Excerpt provided |

The agents aren't just helping engineers write code anymore — they're the engineering team.

The Summary

  • AI now writes nearly 100% of code at multiple surveyed startups, with Anthropic's Claude Code as the dominant tool — a shift that happened in just 4-6 months
  • Founders describe the transition like going from hand saws to power tools: exponentially faster, proportionally more dangerous
  • The trade-off: unprecedented velocity at the cost of "slop" and quality concerns that require new guardrails
  • SpaceX's reported $60B Cursor acquisition signals this isn't a toy — it's infrastructure for how software gets built

The Signal

Business Insider surveyed dozens of startup founders and the pattern is clear: AI is now the primary code author across early-stage companies. At Alma, a Menlo Ventures-backed nutrition app, cofounder Rami Alhamad puts it plainly: "Nearly everything we ship now is AI-generated." Dan Lorenc at Chainguard went from 60% AI-generated code last year to 100% today. That acceleration timeline matters. This didn't happen gradually over five years. It happened in six months.

The tooling reached an inflection point. Lorenc describes the shift: "A year ago, you would write code yourself, and the LLMs might save you a bit of time typing. In the past four to six months, the models, the tool calls, and the harness got really good." The difference between autocomplete and actual software generation. Engineers moved from typing faster to directing what gets built.

"AI showed up and gave everyone a circular saw. It's way faster, but also a lot easier to lose a finger."

That velocity creates its own problems. Founders are worried about slop. Code quality when machines generate thousands of lines per day instead of humans writing hundreds. The traditional safeguards — code review, testing, architectural oversight — were built for human-speed development. They're not calibrated for AI-speed output. Every startup is now figuring out what guardrails work when your bottleneck isn't writing code, it's knowing what code to write.

The market is pricing this as permanent infrastructure, not a temporary efficiency tool:

  • SpaceX acquiring Cursor for $60 billion
  • Anthropic filing to go public
  • VCs pouring billions into AI coding platforms like Lovable, Replit, Cursor

These aren't pivot-prone seed investments. This is bet-the-company money on AI-native development becoming the default. When SpaceX writes a $60B check for a coding tool, they're saying the cost of NOT having it is higher than the price tag.

Problem A |
In the article on AI writing startup code, reproduce the passage starting at "These aren't pivot-prone" and ending at "the price tag.", swapping "check" for "payment".
Problem B |
Summarize the article on AI writing startup code in two sentences.
Problem C |
According to the article on AI writing startup code, what share of Chainguard's code was AI-generated last year?

Data for analysis |
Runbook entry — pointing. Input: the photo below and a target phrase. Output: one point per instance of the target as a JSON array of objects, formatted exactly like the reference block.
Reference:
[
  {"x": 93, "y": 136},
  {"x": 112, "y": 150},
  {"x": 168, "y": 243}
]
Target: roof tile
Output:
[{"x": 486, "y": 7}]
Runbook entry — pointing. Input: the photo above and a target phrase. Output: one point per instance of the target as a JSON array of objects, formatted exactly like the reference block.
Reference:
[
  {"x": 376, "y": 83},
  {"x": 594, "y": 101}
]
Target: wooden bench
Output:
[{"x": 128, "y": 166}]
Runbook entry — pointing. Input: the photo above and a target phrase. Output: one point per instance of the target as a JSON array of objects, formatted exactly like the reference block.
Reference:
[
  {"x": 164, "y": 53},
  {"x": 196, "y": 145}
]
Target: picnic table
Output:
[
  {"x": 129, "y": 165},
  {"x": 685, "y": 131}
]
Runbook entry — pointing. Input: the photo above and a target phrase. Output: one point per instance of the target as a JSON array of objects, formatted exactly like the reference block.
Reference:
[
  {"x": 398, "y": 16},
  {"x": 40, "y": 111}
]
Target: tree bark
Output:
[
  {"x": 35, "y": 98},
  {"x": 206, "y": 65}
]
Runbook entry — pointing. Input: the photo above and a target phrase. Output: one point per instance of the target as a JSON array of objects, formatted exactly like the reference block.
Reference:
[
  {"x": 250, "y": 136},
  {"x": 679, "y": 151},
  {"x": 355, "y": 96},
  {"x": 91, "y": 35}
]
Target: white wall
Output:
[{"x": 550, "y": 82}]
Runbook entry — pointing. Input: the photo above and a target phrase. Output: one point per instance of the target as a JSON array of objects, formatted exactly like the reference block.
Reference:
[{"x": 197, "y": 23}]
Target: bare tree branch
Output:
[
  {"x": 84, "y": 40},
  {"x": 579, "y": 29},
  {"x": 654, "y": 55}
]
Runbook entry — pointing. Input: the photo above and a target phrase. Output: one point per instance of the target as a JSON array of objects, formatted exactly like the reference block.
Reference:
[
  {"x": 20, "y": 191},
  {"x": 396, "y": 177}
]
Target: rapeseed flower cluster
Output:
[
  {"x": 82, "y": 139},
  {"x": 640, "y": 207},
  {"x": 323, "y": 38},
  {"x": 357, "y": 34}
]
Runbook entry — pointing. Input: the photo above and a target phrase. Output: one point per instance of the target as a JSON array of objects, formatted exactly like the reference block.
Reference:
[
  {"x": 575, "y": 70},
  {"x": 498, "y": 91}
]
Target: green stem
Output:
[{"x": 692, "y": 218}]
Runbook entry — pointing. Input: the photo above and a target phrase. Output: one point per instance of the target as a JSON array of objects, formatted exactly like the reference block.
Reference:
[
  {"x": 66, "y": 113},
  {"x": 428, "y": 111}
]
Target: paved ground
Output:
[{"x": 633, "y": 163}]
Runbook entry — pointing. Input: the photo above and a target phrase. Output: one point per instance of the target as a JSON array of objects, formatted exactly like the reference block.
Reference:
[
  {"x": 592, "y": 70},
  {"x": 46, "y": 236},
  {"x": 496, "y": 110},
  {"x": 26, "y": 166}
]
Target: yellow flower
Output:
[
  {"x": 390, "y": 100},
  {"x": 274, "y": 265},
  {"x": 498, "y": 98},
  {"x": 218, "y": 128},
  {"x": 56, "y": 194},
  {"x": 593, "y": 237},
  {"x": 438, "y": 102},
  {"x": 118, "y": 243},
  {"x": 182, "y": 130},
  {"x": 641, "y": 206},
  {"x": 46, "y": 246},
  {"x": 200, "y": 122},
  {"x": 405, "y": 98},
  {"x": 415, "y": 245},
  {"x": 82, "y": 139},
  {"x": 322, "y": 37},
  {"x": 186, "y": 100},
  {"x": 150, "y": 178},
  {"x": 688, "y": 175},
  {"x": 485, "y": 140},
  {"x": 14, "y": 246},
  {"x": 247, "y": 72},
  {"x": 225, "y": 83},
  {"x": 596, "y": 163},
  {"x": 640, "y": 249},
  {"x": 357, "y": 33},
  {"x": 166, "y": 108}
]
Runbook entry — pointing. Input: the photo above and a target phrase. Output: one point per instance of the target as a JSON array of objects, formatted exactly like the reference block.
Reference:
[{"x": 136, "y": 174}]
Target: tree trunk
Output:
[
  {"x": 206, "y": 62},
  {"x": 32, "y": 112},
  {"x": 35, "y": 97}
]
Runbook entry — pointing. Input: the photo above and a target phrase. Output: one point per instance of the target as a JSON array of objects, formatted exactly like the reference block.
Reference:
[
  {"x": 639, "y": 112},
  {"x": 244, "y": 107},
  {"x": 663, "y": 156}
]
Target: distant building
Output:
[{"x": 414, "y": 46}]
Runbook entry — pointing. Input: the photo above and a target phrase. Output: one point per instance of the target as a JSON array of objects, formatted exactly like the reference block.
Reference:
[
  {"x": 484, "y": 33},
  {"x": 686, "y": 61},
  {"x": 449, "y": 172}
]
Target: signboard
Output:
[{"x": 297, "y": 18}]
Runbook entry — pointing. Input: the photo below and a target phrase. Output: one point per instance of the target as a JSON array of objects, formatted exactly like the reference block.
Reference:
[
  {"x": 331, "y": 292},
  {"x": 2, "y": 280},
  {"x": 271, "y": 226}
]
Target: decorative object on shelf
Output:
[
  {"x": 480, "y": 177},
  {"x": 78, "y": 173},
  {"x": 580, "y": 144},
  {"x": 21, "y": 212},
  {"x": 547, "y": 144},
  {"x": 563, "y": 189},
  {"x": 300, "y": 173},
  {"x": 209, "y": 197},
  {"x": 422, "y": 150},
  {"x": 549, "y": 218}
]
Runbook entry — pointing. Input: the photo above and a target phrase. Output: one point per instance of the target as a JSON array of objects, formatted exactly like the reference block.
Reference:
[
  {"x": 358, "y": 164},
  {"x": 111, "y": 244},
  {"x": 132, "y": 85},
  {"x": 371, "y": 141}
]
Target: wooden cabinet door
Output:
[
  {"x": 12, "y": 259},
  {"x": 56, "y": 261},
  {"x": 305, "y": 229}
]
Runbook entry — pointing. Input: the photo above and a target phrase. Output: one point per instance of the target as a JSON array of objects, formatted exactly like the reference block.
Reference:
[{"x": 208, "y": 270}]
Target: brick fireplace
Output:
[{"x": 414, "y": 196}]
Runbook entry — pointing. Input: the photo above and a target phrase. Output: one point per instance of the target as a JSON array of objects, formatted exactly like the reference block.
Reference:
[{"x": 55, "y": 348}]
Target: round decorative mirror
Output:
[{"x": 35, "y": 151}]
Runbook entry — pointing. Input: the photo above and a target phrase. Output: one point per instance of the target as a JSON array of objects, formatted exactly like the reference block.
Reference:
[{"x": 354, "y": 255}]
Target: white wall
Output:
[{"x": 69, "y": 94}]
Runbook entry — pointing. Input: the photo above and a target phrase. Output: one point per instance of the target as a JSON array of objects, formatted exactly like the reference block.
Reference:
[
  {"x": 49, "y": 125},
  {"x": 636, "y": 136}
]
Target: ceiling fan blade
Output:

Answer area A |
These aren't pivot-prone seed investments. This is bet-the-company money on AI-native development becoming the default. When SpaceX writes a $60B payment for a coding tool, they're saying the cost of NOT having it is higher than the price tag.

Answer area B |
At several surveyed startups, AI now writes nearly all code, with Anthropic's Claude Code as the dominant tool, a shift that took only four to six months and that founders compare to going from hand saws to power tools. The speed brings concerns about "slop" and code quality that call for new guardrails, while moves such as SpaceX's reported $60 billion Cursor acquisition show the market treating AI coding as permanent infrastructure.

Answer area C |
60%.